### Required action
The output should be the line containing "Note: in this drill the class marks the rectangular" and every later line of the records, exactly as written, and nothing else.

### Exercise data
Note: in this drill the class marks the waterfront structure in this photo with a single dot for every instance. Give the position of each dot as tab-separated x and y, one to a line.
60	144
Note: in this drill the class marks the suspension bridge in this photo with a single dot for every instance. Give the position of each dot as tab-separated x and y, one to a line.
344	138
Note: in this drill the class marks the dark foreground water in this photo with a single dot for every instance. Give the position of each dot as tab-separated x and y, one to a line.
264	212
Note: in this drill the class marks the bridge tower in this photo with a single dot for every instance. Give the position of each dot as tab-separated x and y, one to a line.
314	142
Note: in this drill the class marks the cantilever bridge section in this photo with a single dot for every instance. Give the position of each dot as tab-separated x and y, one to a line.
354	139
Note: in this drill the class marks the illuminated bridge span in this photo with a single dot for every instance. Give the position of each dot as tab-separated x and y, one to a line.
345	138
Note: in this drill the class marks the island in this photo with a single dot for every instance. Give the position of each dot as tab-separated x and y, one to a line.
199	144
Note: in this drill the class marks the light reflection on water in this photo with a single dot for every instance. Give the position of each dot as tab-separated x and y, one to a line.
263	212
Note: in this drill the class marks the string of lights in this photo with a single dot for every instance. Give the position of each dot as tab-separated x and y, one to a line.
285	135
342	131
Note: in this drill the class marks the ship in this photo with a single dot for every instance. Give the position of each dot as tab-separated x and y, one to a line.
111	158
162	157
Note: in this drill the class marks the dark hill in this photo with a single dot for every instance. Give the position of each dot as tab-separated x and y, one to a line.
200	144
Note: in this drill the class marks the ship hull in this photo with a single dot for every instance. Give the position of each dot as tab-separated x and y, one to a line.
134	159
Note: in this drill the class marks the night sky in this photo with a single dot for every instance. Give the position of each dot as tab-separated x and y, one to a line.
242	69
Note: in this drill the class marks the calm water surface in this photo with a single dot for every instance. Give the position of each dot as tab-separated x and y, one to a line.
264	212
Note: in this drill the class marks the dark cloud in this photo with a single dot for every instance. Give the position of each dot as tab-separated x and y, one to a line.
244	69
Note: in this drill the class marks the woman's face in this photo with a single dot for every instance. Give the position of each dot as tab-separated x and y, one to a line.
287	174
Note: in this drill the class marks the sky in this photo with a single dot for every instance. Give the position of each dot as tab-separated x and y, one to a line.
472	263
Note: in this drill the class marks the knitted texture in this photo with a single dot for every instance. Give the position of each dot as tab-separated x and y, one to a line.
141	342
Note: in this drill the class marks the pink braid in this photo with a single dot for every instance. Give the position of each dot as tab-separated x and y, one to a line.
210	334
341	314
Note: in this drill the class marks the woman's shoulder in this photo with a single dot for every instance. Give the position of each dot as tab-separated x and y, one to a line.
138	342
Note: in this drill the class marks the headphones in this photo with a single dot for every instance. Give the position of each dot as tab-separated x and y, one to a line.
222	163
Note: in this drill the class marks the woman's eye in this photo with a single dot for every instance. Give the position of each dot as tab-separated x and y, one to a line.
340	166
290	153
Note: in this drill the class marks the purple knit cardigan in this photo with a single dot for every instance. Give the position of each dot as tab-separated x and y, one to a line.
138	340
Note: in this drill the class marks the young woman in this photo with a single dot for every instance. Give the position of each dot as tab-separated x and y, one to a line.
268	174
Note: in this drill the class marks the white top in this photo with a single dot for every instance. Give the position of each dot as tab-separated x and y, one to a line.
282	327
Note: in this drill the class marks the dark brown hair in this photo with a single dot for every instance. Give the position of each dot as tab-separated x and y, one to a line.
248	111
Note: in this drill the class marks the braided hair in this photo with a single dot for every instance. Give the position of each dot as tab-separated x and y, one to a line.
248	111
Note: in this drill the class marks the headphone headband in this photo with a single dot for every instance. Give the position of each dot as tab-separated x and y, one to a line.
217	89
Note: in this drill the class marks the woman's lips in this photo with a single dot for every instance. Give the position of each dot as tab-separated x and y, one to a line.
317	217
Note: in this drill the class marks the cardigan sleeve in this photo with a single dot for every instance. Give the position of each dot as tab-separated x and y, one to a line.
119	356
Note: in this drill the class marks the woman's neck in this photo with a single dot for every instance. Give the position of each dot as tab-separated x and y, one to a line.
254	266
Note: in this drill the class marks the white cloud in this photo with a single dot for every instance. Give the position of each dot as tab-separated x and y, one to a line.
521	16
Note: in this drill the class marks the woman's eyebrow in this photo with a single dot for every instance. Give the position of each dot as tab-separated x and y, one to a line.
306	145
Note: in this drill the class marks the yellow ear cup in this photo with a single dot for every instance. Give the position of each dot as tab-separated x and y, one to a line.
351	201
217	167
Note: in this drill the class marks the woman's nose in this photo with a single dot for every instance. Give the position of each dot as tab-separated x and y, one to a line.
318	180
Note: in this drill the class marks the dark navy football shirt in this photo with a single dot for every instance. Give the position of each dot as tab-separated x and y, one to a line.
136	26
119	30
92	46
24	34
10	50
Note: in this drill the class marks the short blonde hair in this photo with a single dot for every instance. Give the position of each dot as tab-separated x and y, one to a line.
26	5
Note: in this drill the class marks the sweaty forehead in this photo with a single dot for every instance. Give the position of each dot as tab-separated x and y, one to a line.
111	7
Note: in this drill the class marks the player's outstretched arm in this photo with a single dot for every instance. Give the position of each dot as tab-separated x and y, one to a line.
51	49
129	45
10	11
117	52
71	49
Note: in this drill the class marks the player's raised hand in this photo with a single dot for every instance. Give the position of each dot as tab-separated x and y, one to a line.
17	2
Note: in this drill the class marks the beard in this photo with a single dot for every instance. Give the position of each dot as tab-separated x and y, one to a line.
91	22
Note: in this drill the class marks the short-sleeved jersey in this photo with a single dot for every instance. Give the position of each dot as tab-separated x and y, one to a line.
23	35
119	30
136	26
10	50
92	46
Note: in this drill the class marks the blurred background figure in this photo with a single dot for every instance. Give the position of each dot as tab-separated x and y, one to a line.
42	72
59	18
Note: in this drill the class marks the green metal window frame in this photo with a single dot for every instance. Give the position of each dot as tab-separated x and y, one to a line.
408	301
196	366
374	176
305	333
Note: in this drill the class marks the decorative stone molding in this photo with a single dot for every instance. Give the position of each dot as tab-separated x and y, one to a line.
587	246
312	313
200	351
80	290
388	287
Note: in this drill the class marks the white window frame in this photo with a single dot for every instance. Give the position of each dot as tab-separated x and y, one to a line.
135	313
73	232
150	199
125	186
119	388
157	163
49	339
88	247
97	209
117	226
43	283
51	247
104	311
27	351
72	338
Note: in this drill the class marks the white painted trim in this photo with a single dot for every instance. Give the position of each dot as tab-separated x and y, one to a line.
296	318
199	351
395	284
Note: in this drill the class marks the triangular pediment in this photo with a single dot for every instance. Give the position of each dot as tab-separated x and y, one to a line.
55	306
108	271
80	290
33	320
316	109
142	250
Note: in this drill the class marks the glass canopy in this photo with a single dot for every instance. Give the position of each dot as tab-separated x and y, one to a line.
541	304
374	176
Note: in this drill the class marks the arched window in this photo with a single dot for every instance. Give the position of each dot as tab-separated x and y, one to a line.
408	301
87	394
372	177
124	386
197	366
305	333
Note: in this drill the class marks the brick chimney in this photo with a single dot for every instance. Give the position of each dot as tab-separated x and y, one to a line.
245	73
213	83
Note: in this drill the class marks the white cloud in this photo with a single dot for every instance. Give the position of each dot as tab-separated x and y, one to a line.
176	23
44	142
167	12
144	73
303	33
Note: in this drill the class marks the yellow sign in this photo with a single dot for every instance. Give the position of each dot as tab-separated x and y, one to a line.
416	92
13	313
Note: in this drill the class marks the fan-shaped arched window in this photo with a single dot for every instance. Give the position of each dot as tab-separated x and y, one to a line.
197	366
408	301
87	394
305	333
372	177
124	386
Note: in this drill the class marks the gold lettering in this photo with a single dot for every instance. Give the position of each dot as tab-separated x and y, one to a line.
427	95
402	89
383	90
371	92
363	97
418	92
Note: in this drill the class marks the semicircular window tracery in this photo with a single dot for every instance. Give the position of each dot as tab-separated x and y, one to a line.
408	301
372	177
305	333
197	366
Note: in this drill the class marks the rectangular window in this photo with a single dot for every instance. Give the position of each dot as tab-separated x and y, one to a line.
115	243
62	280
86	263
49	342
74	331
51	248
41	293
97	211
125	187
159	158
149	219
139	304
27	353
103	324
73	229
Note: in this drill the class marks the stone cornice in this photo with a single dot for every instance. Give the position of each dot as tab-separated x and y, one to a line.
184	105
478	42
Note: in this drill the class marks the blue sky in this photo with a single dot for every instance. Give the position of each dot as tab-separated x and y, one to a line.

### Answer area
Note: in this drill the class marks the rectangular window in this photo with a single dot for every instance. Give the position of each dot as tab-separated x and y, one to a line.
115	243
62	280
86	263
49	342
74	331
51	248
41	293
97	211
125	187
159	158
149	219
139	304
27	353
103	324
73	229
Note: in this drill the class marks the stone cornice in this photo with a single dot for every instance. Give the position of each dot as tab-separated x and y, one to a line.
184	105
478	42
Note: in this drill the class marks the blue sky in this photo with a single dot for every instance. Give the position of each dot as tab-separated x and y, one to a line.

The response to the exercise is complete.